§ TEXT TO READ
Tuesday, December 5, 2006

Day 5: Goo. Bone dust. Ether.

To avoid the risk of redundancy, I recently omitted the fact that we had done more cornet work. I have a feeling this will be a very regular occurrence for us, so listing it daily seems somewhat unnecessary. However, we didn't have cornet work today, and I feel it worth mentioning that it feels enormously relieving to have skipped a day of this task, which is steadily becoming more laborious. It's also worth noting that those little paper cones, fragile as they are, are capable of eviscerating even the hardiest of egos with terrible haste.

On mise en place duty this week, I am obliged to set out any ingredients Chef will need for class, which today consisted of pectin, sugar, and a most beautiful boat of raspberry purée. Surely you've noticed by now that I tend to have a somewhat emotional attachment to a number of foods. You may add raspberry to that list, near the very top. When I've prepared raspberry sauces in the past, it has generally involved spending wads of money (money which was surely set aside for some more basic purpose, like electricity) on all the frozen raspberries I could find. I would normally then proceed to thaw the raspberries in an environment completely devoid of anything relating to the color white, and then press them through a strainer with the back of a spoon to remove the seeds, very necessarily. Now that you have some idea of what it actually takes to get a useful quantity of this gorgeous substance, you can be pleased to comprehend exactly how exciting a high-quality one-kilogram tub of it can be. We mixed it with the remaining ingredients from the mise en place, and cooked it, then pouring it onto oiled sheets to make what is called pâte de fruit. (That first word is said "pot," not "pah-TAY." There is no liver in with the raspberries this time around.) If this were a Dummies book, I would simply say it was a pretty sophisticated and delicate Jell-O Jiggler, and leave it at that. Our anti-Jigglers are setting up overnight, for further treatment tomorrow.

§ WHAT TO DO
Write the next part of the pastry-school diary entry, picking up after its last sentence. The items were drawn from a separate source and are unrelated to the pastry-school diary entry.

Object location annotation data
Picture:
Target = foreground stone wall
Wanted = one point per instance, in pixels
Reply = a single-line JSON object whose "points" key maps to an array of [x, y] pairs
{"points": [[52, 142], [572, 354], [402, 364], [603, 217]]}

§ ANSWER TO THE PROBLEM
From pectin, a gentle thickener derived from plants and generally unoffensive to even the most sensitive among us, we proceeded to discuss and explore gelatine. This substance, not okay with vegetarians and present in very many foods, is derived from not only bones but also other unneeded animal components. Powdered gelatine is a familiar staple to every American, but much of what we dealt with this evening was sheet gelatine. This form of gelatine much more clearly evokes its origins. A few moments in clear water give it a texture and appearance which greatly shorten the gap in imagination between viscera and Jell-O. I take it as a sign of potential mental illness that my mind immediately went to braised meats, and the beautiful stuff that isn't flesh and isn't fat, but that melts throughout and gives the meat its succulence. Time will tell, I suppose.

We underwent another tasting today. This time our samples were markedly broader in spectrum, thankfully. We began with the innocuous, if cloying, preserves family. This included jelly, jam, and preserves, and a substance new to me called nappage, which is essentially firmer jelly used for glazing things. Following this we changed gears dramatically, and tasted baking soda and then baking powder. Placing salty and sour fizzing powders directly on our tongues was certainly a good start at eliminating the pasty lingering of sweetened fruit; although if left to my own devices, it's not necessarily the method I would choose. This whole brief ordeal was followed directly by the much less weighty extracts department. We began with that most familiar vanilla. Everyone who has ever held a bottle of vanilla extract has tasted it one time, having been invited in by its warm fragrance and just as quickly ushered back out the door by its bitter alcohol. We moved quickly on to pure orange extract, which when ingested directly makes one feel as if one has just inserted dentures made of very hot orange peels. The spearmint essential oil which followed will keep my breath fresh for another month. (By now, my hands smell like I have just been on a spree at Bath and Body Works.) Next, the rose water, which delivered quite adequately on Chef's promise that it "tastes like grandma."

Finally, we reached the liquers we had all been eyeing for three hours. There was a fairly straightforward spread of them to begin - cassis, Calvados, and something like Grand Marnier - and then the more exotic eaux-de-vie. These awfully crisp distillations of fruit into perfectly clear alcohol picked up where orange extract left off, in the task of sinus-clearing. (I'm not kidding, I could suddenly smell the sink across the room.) The clean finish to a heady tasting session, however, did not go unnoticed. The resultant belching from this inpouring of semi-liquids, fizzing powders, and fruity spirits is pretty much what you would expect if you ate fruit cocktail two weeks past its expiration date.

Which would certainly be cheaper.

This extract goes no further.